• [GOAL OF THE EXERCISE]
Write the next part of the post about Peggy Noonan's column on Trump and Putin, picking up after its last sentence.

• [TEXT]

Friday, October 9, 2015

Peggy Noonan Nails It In Latest Column: Shows of Strength From Trump and Putin

THIS IS A TERRIFIC PIECE BY NOONAN and well worth a read to the very end. Whatever you think of Trump and Putin,  both comport themselves as strong leaders.  And there's a definite attraction to that that can't be denied or taken away:

By Peggy Noonan Oct. 8,  THOUGHTS ON TWO STRONGMEN @ WSJ:

 Donald Trump has entered his second act. His polls, sometimes characterized as weakening, are in fact strong. As Bloomberg’s John Heilemann said on “Morning Joe,” if Jeb Bush had Mr. Trump’s numbers everyone would declare the race over.

This week Quinnipiac had Mr. Trump solidly leading his GOP rivals in Florida, Ohio and Pennsylvania. A national poll from Reuters/Ipsos had Mr. Trump in the lead with 31%, followed by Ben Carson with 17%. Public Policy Polling had Mr. Trump holding steady nationwide since late August, coming in first at 27%. His support is ideologically broad—35% of tea-party voters and 29% of moderates, according to PPP.

He did better among younger voters and among men (31%) than women (23%). Clever people once said of George H.W. Bush that he reminded women of their first husbands. I never thought so, but Mr. Trump would remind some women of a blustery first husband, or a loudmouth uncle holding forth at Thanksgiving while hogging the sweet potatoes. He continues with high negatives. But for all the dopey, damaging dramas he’s gotten himself into the past few months he’s maintained his position.

Imagine if he’d been disciplined.

The first act was “I’m Here and I’m Yuge.” Now Act II: “I Mean It and I’m Staying.”

He has unveiled a tax plan and come forward as a family man with a seven-page spread in People. He’s emerged as a noninterventionist on the Mideast—“Russia wants to get rid of ISIS. We want to get rid of ISIS. . . . Let them get rid of ISIS. What the hell do we care?” He apparently has decided to stop certain media wars.

To me the virtue of his tax plan is that I can understand it. A friend said, “It’s a total rip-off of Jeb’s plan!” It probably is. But Trump explained Trump’s plan, so people paid attention, and Jeb explained Jeb’s, so they didn’t. Mr. Trump’s economic policies seem to come from indignation—the poor need a break, the rich have a racket. Jeb’s seem to come from a desire for good government. In the current climate indignation beats good government every time.

• [DATASET EXTRACT]
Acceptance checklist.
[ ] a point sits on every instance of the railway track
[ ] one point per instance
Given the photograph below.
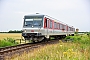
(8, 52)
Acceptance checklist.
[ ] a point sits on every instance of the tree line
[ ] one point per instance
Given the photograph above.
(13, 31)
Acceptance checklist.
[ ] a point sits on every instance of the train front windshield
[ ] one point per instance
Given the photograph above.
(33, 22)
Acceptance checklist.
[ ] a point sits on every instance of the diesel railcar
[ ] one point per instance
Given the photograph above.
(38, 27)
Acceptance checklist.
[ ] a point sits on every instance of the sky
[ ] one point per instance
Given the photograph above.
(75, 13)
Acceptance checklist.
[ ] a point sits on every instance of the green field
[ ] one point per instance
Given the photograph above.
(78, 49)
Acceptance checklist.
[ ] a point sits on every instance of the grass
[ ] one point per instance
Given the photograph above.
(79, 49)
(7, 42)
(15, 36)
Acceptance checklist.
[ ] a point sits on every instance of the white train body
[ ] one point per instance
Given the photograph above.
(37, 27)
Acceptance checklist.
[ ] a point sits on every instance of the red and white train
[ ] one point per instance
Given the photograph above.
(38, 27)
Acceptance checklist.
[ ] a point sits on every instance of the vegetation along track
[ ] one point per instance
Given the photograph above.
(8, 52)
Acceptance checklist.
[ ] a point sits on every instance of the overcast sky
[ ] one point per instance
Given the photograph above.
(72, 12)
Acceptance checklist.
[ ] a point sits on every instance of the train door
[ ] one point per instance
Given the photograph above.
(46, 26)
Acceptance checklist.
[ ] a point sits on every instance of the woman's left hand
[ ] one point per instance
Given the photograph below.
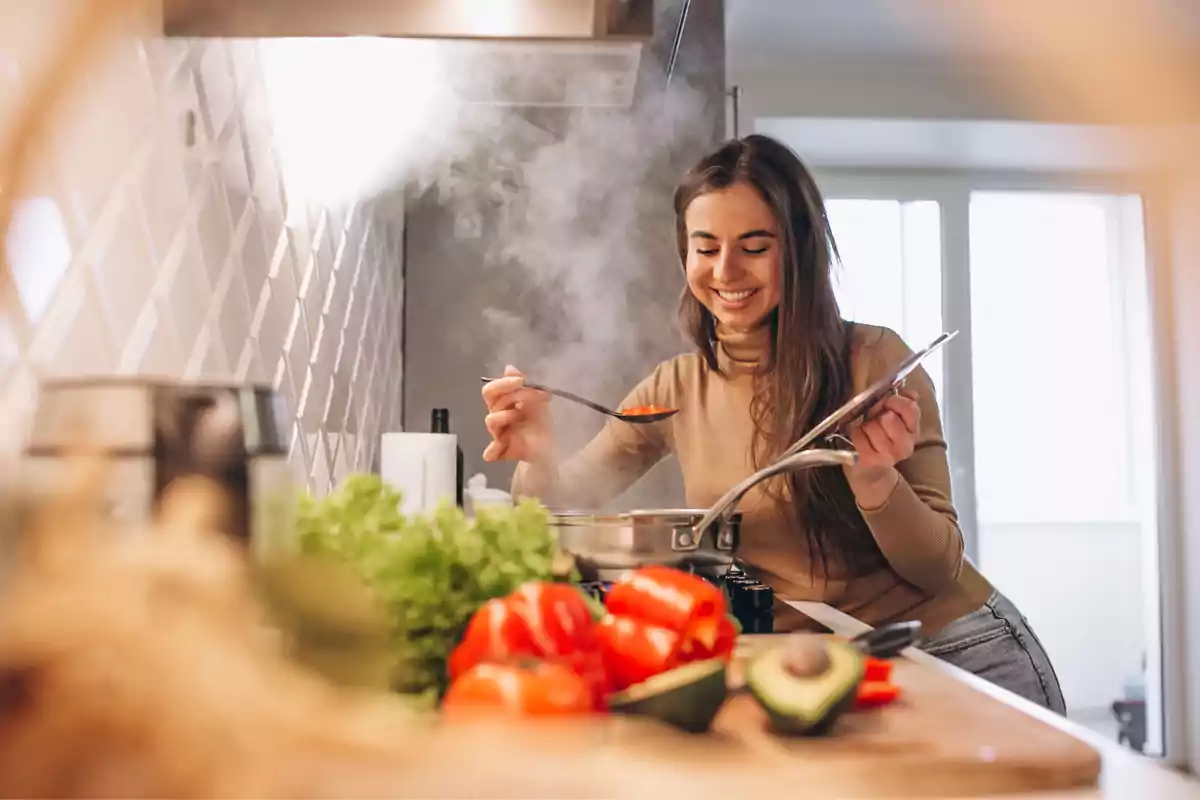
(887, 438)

• [RESPONSE TO THIS EXERCISE]
 More than any candidate Mr. Trump has to hold on to what he has and grow out—steadily—from there. Everyone has to do that, but he most of all because he has to prove every day that he’s not a passing aberration, a wigged-out expression of voter rage. Here is a mystery question. Mr. Trump has been the Republican front-runner for three months. The first voting, in Iowa, is in just more than three and a half months. If Mr. Trump does well in the early contests—if he retains his lead and it starts to look like he can really win the nomination—then at some point it will come down, sharply, to him versus the party establishment. And that establishment, such as it is, will presumably try to kill him. The question: What will that look like? We’ve never seen that before. What will it be to have a party establishment try to kill the guy who’s No. 1 in that party’s polls?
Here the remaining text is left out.